%%

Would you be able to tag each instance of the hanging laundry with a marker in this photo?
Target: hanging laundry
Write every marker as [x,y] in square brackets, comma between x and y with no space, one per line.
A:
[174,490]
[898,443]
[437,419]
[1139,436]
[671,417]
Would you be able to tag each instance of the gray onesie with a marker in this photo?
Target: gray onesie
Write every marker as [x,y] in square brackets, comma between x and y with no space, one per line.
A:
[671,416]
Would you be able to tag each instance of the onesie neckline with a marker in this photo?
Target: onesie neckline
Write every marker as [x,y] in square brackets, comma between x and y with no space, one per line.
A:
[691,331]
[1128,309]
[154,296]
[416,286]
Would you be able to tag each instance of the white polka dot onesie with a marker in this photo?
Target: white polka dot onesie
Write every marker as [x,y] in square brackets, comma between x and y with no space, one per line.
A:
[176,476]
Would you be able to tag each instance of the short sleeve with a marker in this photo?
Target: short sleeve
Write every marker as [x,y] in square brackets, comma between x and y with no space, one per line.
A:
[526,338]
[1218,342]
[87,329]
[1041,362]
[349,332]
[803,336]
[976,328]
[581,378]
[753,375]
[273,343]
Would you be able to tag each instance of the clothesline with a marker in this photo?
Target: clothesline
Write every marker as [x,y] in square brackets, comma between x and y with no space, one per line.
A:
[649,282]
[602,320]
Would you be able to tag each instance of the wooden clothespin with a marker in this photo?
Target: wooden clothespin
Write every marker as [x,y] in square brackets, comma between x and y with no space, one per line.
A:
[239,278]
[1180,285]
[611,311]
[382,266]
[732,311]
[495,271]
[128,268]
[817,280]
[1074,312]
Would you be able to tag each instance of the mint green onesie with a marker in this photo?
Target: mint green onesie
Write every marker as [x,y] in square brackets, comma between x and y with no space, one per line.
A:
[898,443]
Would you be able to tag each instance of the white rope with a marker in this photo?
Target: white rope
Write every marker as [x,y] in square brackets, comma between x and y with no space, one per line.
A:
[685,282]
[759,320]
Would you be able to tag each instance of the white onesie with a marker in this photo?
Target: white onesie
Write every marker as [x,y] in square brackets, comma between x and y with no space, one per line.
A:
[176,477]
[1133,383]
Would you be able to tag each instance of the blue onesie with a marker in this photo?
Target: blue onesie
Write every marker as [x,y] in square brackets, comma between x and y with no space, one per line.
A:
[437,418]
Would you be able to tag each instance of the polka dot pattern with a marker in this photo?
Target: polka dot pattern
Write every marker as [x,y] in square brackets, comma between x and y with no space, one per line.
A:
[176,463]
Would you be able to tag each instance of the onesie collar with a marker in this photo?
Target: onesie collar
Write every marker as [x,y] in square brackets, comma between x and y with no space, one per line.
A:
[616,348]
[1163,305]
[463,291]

%%

> 할 일
위 기록에서 "Would you be able to tag each instance of the blue" 문구가 들어 있는 줄부터 기록의 마지막 줄까지를 한 글자도 바꾸지 말고 그대로 옮겨 적으세요.

> 연습 답안
Would you be able to tag each instance of the blue onesie with a marker in this photo?
Target: blue onesie
Write every marker as [x,y] in square brackets, comma between x and y with no space, one per line.
A:
[437,418]
Would you be able to tag each instance of the polka dot pattern with a marker in this photo?
Target: polka dot pattern
Write every marker as [x,y] in square brackets, comma between x and y with no space, one per line.
A:
[176,463]
Would you be able to tag each instance of the onesie collar with a marker in this photo?
Target: onesie collar
Write every marker as [x,y] in square brackets, comma between x and y with no space, one per line.
A:
[616,348]
[1163,305]
[463,291]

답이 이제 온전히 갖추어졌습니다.